— START THE INPUT —

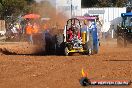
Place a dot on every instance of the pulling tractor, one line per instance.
(124, 30)
(74, 40)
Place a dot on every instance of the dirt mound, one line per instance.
(21, 48)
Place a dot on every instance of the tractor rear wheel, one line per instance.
(59, 44)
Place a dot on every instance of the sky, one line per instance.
(51, 1)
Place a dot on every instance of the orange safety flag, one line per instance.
(83, 73)
(35, 28)
(29, 29)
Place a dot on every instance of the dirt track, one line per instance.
(31, 71)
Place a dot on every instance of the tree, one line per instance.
(104, 3)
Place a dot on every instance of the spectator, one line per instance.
(29, 31)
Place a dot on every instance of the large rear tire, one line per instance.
(59, 44)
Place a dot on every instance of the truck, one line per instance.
(124, 29)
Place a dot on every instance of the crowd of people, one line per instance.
(29, 31)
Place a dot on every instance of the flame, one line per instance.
(83, 73)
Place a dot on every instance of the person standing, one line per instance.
(29, 31)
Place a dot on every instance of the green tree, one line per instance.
(13, 8)
(104, 3)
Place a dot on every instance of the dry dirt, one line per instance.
(41, 71)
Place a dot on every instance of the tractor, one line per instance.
(124, 30)
(74, 40)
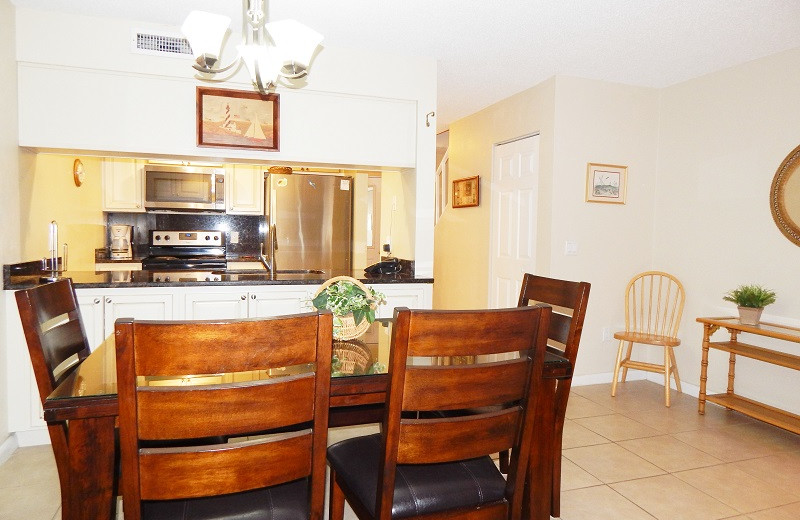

— END THE INPUT —

## EXERCISE AIM
Rewrite all the rows above, replacing "dot" with "marker" and keeping everything else unchanged. Leave the pictures out of your answer.

## CORRECT RESPONSE
Place a marker on every instance of the pulling tractor, one line per instance.
(124, 30)
(74, 40)
Place a marker on every instance of the dirt mound, one line per instance.
(21, 48)
Place a marker on every instance of the tractor rear wheel, one line per instance.
(59, 44)
Place a marker on every instance of the sky, one line per instance.
(51, 1)
Place a marker on every instance of the orange safety flag, one line per instance.
(83, 73)
(35, 28)
(29, 29)
Place a marker on every instance of the dirt track, one line per instance.
(31, 71)
Place a marker on every instance of the tree, one line per instance.
(104, 3)
Place a marker on every instance of the spectator, one line per instance.
(29, 31)
Place a marker on every instance of the large rear tire, one line per instance.
(59, 44)
Place a marker on every instance of the truck, one line per instance.
(124, 29)
Place a marker on every instance of the crowd of people, one line per instance.
(29, 31)
Place a marker on every instance of the flame, one line per instance.
(83, 73)
Place a marker on every instance of the person standing, one line per instance.
(29, 31)
Place a marker on every instance of the green tree, one line per instance.
(13, 8)
(104, 3)
Place a marker on every instance of the dry dirt, one line per instance.
(41, 71)
Place a marker on every instance of the tractor, one line per instance.
(124, 30)
(74, 40)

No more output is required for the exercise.